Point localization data
►
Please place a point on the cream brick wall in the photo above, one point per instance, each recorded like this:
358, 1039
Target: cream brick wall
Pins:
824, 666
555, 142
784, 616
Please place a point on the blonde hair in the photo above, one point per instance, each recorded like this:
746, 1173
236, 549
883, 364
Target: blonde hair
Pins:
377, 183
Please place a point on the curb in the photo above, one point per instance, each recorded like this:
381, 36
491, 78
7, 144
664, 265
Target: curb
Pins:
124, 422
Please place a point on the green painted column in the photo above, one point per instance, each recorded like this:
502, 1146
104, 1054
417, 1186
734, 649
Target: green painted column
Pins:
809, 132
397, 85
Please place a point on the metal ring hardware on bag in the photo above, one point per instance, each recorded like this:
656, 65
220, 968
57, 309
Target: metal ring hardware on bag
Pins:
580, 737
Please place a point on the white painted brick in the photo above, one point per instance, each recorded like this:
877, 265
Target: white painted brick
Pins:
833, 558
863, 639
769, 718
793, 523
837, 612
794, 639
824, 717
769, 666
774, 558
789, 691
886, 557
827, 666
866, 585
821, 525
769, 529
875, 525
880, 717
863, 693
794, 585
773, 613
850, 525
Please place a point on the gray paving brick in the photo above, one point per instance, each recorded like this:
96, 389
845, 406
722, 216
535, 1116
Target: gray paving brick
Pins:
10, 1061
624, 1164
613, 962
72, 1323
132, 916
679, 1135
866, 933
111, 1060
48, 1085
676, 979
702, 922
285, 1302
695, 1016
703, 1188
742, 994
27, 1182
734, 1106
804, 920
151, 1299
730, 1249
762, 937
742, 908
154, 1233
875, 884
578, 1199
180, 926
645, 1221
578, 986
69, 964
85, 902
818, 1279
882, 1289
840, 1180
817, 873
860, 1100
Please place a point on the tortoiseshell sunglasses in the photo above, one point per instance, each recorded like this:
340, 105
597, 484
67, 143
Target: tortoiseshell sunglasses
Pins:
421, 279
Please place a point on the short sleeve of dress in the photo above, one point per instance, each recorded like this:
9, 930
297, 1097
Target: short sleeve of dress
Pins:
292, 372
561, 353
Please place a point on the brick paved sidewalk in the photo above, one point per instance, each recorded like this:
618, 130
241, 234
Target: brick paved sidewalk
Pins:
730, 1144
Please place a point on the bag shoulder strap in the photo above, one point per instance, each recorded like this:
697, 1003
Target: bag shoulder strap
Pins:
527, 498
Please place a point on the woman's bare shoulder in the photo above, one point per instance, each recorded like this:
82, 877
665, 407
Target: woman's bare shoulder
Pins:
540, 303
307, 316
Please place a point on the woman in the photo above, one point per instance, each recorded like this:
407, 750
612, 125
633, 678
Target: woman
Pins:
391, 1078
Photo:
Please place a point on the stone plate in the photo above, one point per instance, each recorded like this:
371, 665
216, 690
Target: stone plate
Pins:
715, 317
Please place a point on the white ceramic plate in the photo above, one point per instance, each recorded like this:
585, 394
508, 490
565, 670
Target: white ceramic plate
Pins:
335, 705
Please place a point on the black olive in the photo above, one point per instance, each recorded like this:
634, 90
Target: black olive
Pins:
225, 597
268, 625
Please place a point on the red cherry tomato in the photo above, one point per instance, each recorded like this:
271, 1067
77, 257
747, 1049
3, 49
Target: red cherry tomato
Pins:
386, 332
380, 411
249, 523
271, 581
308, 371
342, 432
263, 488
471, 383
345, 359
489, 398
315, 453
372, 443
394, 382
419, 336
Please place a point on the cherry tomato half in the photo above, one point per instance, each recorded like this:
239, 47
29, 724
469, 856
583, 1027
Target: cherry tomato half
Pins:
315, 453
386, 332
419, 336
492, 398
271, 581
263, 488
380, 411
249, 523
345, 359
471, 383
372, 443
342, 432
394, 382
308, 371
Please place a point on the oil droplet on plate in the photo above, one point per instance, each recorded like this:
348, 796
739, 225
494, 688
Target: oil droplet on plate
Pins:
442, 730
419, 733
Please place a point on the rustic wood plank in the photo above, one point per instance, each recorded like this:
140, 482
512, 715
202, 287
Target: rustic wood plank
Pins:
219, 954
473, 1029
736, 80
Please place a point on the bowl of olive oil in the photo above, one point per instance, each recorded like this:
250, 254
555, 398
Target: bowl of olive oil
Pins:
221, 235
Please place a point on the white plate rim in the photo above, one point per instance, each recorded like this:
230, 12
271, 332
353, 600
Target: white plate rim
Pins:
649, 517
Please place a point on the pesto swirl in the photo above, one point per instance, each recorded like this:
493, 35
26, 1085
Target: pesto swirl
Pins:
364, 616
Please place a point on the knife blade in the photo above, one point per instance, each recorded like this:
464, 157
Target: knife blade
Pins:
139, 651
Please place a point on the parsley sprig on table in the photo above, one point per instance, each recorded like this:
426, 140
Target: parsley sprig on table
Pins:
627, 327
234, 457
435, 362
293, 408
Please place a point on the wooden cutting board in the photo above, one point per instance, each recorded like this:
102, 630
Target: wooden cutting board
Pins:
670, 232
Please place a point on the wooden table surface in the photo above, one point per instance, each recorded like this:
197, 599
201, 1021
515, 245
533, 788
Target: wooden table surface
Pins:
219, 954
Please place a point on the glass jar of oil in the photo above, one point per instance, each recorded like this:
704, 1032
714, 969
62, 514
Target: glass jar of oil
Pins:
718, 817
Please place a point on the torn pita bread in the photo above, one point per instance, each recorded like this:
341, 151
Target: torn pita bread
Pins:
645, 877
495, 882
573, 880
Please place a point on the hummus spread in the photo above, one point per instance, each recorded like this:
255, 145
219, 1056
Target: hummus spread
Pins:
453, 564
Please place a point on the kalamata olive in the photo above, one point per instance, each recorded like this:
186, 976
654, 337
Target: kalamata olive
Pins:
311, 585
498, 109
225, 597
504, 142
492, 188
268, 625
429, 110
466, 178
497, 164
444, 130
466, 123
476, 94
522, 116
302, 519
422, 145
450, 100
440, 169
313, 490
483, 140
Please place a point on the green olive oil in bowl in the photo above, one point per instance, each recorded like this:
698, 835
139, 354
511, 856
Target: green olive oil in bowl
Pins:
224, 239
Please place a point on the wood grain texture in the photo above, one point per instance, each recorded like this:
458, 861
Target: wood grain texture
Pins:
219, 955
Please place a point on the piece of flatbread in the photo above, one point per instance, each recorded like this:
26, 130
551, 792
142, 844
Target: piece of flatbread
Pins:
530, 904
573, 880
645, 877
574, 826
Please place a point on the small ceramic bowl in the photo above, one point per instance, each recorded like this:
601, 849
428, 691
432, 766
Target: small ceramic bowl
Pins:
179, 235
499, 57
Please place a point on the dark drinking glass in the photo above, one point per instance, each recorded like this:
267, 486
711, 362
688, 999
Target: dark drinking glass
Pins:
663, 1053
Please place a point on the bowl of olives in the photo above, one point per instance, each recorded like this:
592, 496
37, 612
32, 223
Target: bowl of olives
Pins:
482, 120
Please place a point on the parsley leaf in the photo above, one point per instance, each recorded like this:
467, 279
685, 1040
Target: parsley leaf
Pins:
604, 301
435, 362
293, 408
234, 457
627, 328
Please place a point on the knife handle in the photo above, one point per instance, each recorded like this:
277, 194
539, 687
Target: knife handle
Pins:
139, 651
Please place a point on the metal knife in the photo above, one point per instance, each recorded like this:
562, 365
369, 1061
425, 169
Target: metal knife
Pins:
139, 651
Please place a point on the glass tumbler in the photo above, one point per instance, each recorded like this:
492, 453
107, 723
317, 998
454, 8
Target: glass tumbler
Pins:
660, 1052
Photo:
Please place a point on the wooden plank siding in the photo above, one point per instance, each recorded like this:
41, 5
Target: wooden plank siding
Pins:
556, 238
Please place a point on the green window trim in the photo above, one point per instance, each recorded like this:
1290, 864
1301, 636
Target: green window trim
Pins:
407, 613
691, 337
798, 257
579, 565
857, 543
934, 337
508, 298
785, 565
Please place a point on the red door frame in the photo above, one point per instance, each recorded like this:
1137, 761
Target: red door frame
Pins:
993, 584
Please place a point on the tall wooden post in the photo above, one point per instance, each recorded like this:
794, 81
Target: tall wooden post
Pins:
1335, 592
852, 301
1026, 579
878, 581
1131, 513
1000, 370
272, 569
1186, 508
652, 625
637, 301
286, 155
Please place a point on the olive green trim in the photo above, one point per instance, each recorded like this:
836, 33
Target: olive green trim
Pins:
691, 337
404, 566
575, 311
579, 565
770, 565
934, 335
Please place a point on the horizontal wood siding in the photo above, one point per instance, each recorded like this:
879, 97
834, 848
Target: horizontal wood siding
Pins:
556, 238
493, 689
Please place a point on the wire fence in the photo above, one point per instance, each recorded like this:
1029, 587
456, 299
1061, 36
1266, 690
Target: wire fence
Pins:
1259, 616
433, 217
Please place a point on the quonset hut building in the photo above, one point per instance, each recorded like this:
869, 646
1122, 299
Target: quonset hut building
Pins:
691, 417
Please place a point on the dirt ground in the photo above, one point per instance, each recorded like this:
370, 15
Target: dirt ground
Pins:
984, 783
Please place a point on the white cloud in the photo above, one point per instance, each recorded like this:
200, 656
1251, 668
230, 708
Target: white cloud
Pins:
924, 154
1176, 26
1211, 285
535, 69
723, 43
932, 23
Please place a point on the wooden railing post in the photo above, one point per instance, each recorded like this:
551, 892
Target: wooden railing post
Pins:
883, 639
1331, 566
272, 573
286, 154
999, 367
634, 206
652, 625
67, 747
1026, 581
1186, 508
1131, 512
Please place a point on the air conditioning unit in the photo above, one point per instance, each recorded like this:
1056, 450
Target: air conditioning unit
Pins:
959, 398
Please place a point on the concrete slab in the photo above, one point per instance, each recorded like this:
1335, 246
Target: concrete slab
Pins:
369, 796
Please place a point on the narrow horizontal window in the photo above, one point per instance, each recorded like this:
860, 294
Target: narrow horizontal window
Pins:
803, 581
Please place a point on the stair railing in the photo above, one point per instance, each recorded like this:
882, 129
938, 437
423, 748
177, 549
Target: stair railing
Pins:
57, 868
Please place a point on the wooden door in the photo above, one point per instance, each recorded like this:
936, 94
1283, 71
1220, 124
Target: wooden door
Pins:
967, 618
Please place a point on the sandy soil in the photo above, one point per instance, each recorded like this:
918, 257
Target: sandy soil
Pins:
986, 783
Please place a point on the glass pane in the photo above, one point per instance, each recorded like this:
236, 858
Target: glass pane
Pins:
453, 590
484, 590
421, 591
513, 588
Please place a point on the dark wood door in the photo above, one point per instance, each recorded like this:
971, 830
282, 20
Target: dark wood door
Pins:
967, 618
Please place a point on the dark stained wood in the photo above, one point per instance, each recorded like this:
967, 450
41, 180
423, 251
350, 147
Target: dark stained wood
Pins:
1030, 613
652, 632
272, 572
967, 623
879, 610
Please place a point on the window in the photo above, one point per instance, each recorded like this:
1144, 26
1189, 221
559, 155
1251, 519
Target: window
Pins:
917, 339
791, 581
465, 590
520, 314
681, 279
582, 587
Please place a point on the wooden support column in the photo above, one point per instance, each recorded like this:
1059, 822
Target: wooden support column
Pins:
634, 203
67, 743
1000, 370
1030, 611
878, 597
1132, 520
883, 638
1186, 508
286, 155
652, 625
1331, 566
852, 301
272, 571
◄
== YOUR TASK ==
If a line in the records above holds the string "grain", copy it.

== TASK OUTPUT ==
Please place a point on the wood grain texture in the photo above, one point per instance, each recorded like this:
Target: wood grain texture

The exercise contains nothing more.